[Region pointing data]
☆ ☆ ☆ ☆ ☆

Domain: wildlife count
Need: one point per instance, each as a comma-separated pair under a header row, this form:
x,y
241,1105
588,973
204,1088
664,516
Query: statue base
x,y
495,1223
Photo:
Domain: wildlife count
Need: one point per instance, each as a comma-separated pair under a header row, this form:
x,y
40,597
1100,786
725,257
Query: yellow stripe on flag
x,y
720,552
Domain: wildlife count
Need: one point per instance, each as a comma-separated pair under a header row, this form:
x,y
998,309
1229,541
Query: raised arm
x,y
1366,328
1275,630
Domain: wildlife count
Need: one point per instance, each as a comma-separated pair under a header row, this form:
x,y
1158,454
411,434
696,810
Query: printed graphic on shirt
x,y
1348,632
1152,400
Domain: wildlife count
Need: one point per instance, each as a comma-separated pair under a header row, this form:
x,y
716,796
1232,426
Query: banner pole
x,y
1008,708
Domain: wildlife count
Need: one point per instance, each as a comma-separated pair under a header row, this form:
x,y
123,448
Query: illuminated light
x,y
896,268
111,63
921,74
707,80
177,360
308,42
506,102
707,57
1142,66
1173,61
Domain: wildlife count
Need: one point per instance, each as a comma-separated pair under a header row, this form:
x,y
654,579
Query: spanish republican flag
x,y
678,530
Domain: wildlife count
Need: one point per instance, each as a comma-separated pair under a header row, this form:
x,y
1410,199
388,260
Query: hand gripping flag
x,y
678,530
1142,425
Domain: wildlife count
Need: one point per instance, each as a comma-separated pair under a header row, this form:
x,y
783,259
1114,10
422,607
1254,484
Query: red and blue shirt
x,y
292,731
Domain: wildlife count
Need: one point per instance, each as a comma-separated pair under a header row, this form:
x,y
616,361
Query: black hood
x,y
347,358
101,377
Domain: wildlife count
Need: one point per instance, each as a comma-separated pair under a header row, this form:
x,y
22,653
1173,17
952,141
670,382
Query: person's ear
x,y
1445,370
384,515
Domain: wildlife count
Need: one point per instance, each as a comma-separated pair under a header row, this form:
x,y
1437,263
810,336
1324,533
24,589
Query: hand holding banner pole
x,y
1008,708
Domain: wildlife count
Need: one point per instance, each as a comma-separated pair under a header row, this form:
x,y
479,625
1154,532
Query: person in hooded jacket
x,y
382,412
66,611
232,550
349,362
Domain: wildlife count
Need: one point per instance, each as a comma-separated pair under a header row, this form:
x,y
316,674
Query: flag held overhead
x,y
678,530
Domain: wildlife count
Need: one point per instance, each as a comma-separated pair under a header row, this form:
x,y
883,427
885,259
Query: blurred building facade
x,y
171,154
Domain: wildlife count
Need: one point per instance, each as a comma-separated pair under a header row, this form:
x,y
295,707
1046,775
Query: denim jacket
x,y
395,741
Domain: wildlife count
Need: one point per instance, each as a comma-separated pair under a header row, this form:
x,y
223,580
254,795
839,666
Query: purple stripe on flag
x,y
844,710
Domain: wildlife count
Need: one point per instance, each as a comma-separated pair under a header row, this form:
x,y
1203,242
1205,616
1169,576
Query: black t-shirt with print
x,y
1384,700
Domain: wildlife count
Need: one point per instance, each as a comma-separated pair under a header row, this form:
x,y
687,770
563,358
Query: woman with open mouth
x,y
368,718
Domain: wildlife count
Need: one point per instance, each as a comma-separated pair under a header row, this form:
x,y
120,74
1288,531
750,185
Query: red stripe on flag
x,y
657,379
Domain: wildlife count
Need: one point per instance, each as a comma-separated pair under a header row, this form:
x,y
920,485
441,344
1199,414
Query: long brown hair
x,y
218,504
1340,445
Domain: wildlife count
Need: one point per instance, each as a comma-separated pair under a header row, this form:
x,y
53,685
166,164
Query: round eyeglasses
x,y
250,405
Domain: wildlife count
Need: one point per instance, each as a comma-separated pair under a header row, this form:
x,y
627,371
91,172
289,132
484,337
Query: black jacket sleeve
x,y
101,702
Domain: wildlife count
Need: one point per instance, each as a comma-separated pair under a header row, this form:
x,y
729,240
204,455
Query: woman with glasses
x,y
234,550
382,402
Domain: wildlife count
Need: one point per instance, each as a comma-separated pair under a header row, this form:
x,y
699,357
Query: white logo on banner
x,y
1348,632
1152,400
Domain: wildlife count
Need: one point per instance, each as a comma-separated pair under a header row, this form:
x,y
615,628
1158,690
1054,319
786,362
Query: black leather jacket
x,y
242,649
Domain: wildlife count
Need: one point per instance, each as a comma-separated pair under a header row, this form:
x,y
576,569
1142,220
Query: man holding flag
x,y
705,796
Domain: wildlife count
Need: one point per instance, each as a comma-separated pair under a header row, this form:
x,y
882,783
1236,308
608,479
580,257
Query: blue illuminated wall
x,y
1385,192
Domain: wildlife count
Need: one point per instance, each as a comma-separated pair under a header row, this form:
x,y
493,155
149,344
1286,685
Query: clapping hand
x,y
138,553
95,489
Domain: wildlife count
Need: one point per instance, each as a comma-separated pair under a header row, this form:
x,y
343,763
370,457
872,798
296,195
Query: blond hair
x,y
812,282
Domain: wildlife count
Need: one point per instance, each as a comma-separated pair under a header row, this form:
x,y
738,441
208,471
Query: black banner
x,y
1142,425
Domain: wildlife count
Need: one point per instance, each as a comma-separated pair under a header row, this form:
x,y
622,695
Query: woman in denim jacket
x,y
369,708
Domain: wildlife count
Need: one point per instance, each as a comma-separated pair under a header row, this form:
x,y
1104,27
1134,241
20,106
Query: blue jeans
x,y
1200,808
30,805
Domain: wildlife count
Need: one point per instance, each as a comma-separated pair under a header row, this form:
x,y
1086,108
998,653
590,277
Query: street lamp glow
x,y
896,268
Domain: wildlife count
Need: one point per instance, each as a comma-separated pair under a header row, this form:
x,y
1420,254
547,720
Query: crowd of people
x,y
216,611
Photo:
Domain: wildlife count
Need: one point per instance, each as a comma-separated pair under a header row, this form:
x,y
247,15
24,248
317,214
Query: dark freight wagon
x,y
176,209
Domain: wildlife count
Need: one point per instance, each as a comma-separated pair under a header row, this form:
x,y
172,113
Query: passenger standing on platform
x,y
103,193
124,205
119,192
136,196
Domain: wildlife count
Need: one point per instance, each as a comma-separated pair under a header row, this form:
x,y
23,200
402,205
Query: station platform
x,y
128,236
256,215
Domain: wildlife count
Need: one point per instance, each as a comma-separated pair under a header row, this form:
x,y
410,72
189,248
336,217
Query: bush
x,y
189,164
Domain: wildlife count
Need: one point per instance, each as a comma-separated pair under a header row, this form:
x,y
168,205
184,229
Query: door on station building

☆ ☆ ☆ ☆ ☆

Each record above, from first to last, should be written out again exactly.

**Answer:**
Domain: wildlife count
Need: one point per instance, each as a comma-separated pair under a header row, this form:
x,y
241,1105
588,973
204,1088
664,516
Query: statue base
x,y
495,1223
Photo:
Domain: wildlife count
Need: one point per instance, each as a comma-separated pair under a header row, this form:
x,y
40,597
1100,786
725,257
Query: yellow stripe on flag
x,y
720,552
Domain: wildlife count
Need: one point per instance, each as a comma-separated pair under a header row, this form:
x,y
998,309
1229,541
Query: raised arm
x,y
1366,328
1275,630
Domain: wildlife count
Need: one point per instance, each as a comma-separated pair under a header row, this form:
x,y
1158,454
411,434
696,810
Query: printed graphic on shirt
x,y
1348,632
1152,400
Domain: wildlife count
Need: one point per instance, each as a comma-separated pair under a header row, this form:
x,y
716,796
1232,426
Query: banner pole
x,y
1008,708
Domain: wildlife count
Need: one point per instance, each as a comma-separated pair under a header row, this form:
x,y
123,448
Query: illuminated light
x,y
896,268
111,63
921,74
707,80
177,360
308,42
506,102
707,57
1142,66
1173,61
Domain: wildlife count
Need: one point per instance, each as a comma-separated pair under a header row, this form:
x,y
654,579
Query: spanish republican flag
x,y
678,530
Domain: wildlife count
Need: one point per instance, each as a comma-separated pair under a header row, this form:
x,y
1410,199
388,260
Query: hand gripping flag
x,y
678,530
1142,425
Domain: wildlife count
Need: one point per instance, each as a comma-separated pair under a header row, this form:
x,y
783,259
1114,10
422,607
1254,484
Query: red and blue shirt
x,y
292,731
Domain: wildlife count
Need: one point per instance, each as a comma-separated pair under a header row, this form:
x,y
616,361
Query: black hood
x,y
347,358
101,377
Domain: wildlife count
Need: one point per instance, each as a comma-separated pair under a header row, this form:
x,y
22,653
1173,17
952,141
670,382
Query: person's ear
x,y
1445,370
384,515
Domain: wildlife count
Need: one point per instance, each as a comma-separated pair under a header row, this form:
x,y
1437,263
810,336
1324,533
24,589
Query: hand holding banner pole
x,y
1008,708
Domain: wildlife count
Need: one point per instance, each as a comma-separated pair under a header row, this form:
x,y
479,625
1154,532
Query: person in hooded jacket
x,y
382,412
66,611
232,550
349,362
Domain: wildlife count
Need: one point per instance, each as a comma-separated pair under a header row, this form:
x,y
316,674
Query: flag held overhead
x,y
678,530
Domain: wildlife count
Need: one point per instance, each as a comma-separated pair under a header row, this form:
x,y
883,427
885,259
Query: blurred building facade
x,y
171,154
Domain: wildlife count
Need: one point per instance, each as a comma-separated pair under a header row, this form:
x,y
295,707
1046,775
Query: denim jacket
x,y
395,741
Domain: wildlife count
Need: one point per instance, each as a comma-separated pair under a header row, this form:
x,y
223,580
254,795
839,666
Query: purple stripe on flag
x,y
844,710
Domain: wildlife count
Need: one point per instance, each as a comma-separated pair under a header row, this form:
x,y
1203,242
1205,616
1169,576
Query: black t-shirt with print
x,y
1384,700
Domain: wildlife count
Need: one point per instance, each as a comma-separated pair under a header row, this form:
x,y
687,770
563,358
Query: woman with open mouth
x,y
368,718
Domain: wildlife count
Need: one point per instance, each as a comma-separated pair under a header row, this form:
x,y
120,74
1288,531
750,185
Query: red stripe on flag
x,y
657,379
Domain: wildlife count
Need: one point per instance, each as a comma-separated pair under a header row, this form:
x,y
920,485
441,344
1199,414
Query: long brown hair
x,y
218,504
1340,445
Domain: wildlife count
Need: one point per instance, each as a comma-separated pair under a header row, this form:
x,y
53,685
166,164
Query: round eyeglasses
x,y
250,405
Domain: wildlife count
Need: one point per instance, each as a comma-separated pair under a header row, this form:
x,y
627,371
91,172
289,132
484,337
Query: black jacket sleeve
x,y
101,702
Domain: wildlife count
Need: one point per instance, each as a comma-separated pair under a header row, this form:
x,y
729,240
204,455
Query: woman with glasses
x,y
234,550
382,402
Domain: wildlife count
Need: one point per instance, each as a comma-separated pair under a header row, this form:
x,y
699,357
Query: white logo on banner
x,y
1348,632
1152,400
Domain: wildlife count
Need: one point per instance, each as a comma-separated pair under a header row, this form:
x,y
615,628
1158,690
1054,319
786,362
Query: black leather jacket
x,y
242,649
Domain: wildlife count
Need: one point per instance, each as a comma-separated pair under a header row, this form:
x,y
576,569
1142,220
Query: man holding flag
x,y
705,796
Domain: wildlife count
Need: one point per instance, each as a comma-separated pair under a header row, this form:
x,y
882,783
1236,308
608,479
580,257
Query: blue illuminated wall
x,y
1385,192
Domain: wildlife count
Need: one point per instance, each as a comma-separated pair under a header row, this form:
x,y
493,155
149,344
1286,685
Query: clapping hand
x,y
138,553
95,489
Domain: wildlife count
Need: one point per instance, each as a comma-separated pair under a header row, this form:
x,y
343,763
370,457
872,798
296,195
Query: blond hair
x,y
812,282
Domain: wildlife count
Need: one point per instance, each as a comma-separated pair under a header row, this form:
x,y
738,441
208,471
Query: black banner
x,y
1142,425
Domain: wildlife count
Need: one point per instance, each as a comma-separated pair under a header row, this form:
x,y
622,695
Query: woman in denim jacket
x,y
369,708
Domain: wildlife count
Need: one point per instance, each as a comma-separated pair under a header row, this form:
x,y
1104,27
1134,241
20,106
Query: blue jeans
x,y
1200,808
30,805
Domain: wildlife count
Need: one point per instance, each as a comma-separated pair under a header row, this form:
x,y
1086,108
998,653
590,277
Query: street lamp glow
x,y
896,268
Domain: wildlife count
Need: one point per instance, each as a comma-separated pair under a header row, this form:
x,y
1420,254
547,720
Query: crowd of people
x,y
216,611
Photo:
Domain: wildlife count
Need: one point per instance, each as a comma-separated pair under a header row, this form:
x,y
247,15
24,248
317,214
Query: dark freight wagon
x,y
176,209
Domain: wildlife count
Need: one point per instance, each as a comma-separated pair under a header row, this form:
x,y
172,113
Query: passenger standing on platform
x,y
103,193
124,205
119,192
136,196
Domain: wildlife count
Need: one point per instance, each as a comma-separated pair under a header row, this form:
x,y
23,200
402,205
Query: station platform
x,y
128,236
256,215
Domain: wildlife count
Need: one point per instance, each as a comma-separated pair under a header row, this form:
x,y
410,72
189,248
336,217
Query: bush
x,y
189,164
Domain: wildlife count
Need: one point per instance, each as a comma-separated pair under a header row, this form:
x,y
168,205
184,229
Query: door on station building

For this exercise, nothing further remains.